▸ **Tasks to perform**:
A. According to the text on the immigration plan, how many people will get protection from deportation through other parts of the president's plan?
B. Carry on the text about the immigration plan from its final line.

▸ **Extracted text**:
• • • • •
Immigration lawyer Margaret Wong released a statement saying that she had been invited to the White House for a holiday party Wednesday night and that Obama had told her “I had promised. I had promised.”
“He was actually very proud that he’s been able to keep his word,” Wong said.
The plan is directed at undocumented immigrants who have lived in the United States for at least five years can apply for a program that protects them from deportation and allows those with no criminal record to work legally in the country.
This is estimated to be 4 million people, but there is little data to support the figure and no clear inidications how the screening process will reconcile criminal records or legal employment. Additionally, one million people will get protection from deportation through other parts of the president’s plan to by the expansion of an existing program for “Dreamers,” young immigrants who came to the United States as children.
There will no longer be a limit on the age of the people who qualify.
• • • • •
A block of data
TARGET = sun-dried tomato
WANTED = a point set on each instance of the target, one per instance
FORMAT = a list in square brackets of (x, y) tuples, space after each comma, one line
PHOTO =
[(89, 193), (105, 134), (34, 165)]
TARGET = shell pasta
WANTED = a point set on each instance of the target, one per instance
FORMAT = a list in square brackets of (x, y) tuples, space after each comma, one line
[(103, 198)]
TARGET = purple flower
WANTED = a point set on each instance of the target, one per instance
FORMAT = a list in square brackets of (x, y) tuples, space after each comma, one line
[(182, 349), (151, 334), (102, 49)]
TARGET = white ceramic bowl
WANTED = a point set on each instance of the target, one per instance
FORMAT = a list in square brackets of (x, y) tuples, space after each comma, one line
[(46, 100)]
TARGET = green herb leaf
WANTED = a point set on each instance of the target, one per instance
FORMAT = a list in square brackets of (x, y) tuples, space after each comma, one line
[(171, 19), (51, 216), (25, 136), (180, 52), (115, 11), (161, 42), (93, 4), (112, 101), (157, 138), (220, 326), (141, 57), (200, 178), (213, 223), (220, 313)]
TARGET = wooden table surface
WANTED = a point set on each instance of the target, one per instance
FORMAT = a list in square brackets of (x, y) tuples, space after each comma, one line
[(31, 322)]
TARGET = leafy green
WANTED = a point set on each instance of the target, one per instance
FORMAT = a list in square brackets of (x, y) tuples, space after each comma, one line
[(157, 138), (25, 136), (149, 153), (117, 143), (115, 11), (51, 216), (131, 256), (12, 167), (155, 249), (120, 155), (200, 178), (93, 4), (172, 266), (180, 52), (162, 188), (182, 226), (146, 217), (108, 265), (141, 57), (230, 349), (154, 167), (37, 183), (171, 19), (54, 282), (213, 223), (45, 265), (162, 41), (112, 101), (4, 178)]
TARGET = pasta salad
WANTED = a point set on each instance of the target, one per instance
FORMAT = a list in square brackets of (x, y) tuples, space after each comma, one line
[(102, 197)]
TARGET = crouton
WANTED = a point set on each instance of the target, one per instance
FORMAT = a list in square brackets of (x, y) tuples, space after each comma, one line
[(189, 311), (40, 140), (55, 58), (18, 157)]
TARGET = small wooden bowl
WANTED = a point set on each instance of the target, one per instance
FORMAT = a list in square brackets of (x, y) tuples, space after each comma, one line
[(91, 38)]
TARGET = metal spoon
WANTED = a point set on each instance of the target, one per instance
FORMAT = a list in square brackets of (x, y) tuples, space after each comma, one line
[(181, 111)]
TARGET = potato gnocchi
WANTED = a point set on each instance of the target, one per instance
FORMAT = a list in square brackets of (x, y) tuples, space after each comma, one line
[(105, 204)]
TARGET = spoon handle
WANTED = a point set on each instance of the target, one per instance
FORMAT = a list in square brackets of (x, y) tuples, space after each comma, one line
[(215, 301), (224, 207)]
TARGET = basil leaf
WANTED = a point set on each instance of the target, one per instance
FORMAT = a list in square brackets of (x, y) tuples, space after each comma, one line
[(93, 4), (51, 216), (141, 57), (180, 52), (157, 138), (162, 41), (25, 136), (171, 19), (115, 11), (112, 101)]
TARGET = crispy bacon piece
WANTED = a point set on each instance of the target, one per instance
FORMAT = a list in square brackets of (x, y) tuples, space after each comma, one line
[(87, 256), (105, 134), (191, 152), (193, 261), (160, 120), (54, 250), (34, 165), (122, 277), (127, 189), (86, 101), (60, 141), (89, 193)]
• • • • •
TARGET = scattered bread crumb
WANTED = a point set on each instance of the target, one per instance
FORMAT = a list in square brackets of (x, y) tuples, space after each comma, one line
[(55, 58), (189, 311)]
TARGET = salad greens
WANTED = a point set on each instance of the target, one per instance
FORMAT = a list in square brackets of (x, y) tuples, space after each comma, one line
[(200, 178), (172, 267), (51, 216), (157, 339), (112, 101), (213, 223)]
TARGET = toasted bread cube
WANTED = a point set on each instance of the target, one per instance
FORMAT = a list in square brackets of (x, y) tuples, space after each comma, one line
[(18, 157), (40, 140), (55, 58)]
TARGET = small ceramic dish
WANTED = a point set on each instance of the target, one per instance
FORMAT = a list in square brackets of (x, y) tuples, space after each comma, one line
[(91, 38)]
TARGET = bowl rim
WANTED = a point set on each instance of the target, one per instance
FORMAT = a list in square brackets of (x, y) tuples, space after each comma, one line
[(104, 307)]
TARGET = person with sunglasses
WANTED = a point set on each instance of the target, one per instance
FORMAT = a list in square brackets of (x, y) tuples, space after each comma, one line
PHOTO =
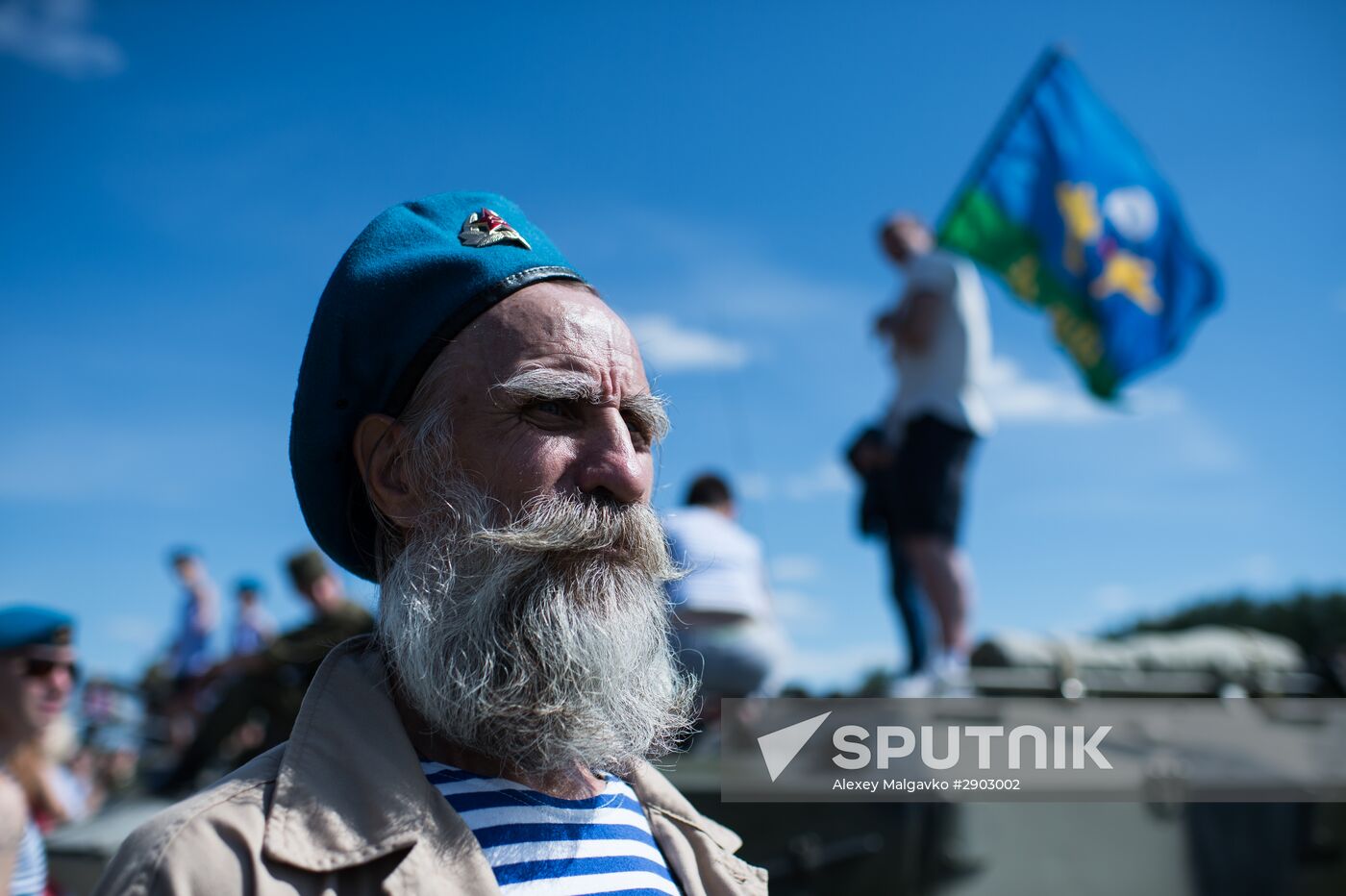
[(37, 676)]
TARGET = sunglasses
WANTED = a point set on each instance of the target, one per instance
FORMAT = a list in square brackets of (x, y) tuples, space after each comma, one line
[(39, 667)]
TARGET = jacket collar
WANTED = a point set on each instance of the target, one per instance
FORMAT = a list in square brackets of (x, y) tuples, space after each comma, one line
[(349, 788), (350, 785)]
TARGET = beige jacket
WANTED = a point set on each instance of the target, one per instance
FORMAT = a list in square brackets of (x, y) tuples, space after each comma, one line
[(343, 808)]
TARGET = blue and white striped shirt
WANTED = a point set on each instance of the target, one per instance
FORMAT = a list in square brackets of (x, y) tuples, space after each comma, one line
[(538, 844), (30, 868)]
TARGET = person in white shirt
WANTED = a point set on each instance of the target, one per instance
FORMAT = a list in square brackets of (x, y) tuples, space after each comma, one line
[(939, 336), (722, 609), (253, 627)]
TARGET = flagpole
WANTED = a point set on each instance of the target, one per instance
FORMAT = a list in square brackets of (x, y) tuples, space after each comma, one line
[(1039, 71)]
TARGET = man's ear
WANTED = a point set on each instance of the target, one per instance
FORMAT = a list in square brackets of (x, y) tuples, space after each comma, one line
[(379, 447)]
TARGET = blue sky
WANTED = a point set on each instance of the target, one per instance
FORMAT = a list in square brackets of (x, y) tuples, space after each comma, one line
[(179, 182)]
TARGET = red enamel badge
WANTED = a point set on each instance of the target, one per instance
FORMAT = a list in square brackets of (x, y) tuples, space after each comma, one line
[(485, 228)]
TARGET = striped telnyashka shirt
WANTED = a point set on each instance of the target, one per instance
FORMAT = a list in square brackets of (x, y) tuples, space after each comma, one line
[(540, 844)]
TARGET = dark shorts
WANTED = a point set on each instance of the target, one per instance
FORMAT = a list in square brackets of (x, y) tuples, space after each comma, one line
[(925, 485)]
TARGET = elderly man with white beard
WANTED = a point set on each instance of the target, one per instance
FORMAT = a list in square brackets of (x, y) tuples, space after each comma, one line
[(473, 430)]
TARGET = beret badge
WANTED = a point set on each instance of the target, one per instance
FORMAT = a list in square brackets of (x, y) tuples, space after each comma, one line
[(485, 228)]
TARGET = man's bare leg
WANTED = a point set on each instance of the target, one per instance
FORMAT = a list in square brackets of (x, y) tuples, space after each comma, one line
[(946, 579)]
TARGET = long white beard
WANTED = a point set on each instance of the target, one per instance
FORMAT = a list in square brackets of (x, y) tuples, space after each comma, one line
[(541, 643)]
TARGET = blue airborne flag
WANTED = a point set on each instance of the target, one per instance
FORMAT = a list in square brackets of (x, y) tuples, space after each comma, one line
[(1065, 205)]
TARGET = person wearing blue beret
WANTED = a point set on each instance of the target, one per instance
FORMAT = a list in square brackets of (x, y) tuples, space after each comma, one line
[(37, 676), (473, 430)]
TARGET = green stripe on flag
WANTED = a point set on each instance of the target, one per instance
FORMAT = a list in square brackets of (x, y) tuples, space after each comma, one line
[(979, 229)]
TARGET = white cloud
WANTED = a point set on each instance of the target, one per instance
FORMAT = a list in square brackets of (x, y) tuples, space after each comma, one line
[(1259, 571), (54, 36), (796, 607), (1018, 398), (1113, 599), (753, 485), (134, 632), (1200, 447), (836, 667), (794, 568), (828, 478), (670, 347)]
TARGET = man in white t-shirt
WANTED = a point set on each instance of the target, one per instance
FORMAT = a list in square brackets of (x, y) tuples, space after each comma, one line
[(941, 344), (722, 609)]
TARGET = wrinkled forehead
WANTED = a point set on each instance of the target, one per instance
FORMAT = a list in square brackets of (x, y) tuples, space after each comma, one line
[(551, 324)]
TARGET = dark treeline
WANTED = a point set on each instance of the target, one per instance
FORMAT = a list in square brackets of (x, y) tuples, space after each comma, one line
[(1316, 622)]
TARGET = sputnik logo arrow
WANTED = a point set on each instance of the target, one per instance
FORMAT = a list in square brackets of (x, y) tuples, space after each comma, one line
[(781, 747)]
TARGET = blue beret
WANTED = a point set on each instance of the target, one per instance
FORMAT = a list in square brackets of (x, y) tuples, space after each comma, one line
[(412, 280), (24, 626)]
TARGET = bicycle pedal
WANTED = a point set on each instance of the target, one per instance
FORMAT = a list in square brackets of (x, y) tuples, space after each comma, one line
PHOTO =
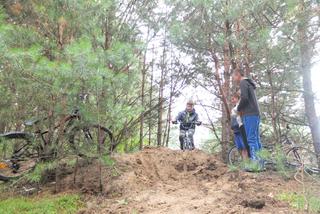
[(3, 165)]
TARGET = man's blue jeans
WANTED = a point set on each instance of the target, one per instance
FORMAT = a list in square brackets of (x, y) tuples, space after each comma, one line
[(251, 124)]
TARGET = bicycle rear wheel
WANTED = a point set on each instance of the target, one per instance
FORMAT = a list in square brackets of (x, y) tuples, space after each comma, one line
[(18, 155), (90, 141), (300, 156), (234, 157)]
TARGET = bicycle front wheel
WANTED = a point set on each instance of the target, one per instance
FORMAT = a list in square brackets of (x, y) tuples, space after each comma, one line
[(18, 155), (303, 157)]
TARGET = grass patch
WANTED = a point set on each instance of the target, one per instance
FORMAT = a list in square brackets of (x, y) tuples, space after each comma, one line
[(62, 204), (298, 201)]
• • • • •
▸ **Per-task outputs**:
A. One million people.

B.
Farm workers will not receive specific protection from deportation, nor will the Dreamers’ parents. And none of the five million immigrants over all who will be given new legal protections will get government subsidies for health care under the Affordable Care Act. They are believed to be able to apply and pay for Obamacare, just not receieve the subsidies.
The United Farm Workers announced that Obama had told union President Arturo Rodriguez that at least 250,000 unionized farm workers would be eligible for deportation relief, with at least half that eligible number based in California.
Senator Ted Cruz of Texas, in an opinion article Tuesday on the Politico website, assailed the president for embracing “the tactics of a monarch.”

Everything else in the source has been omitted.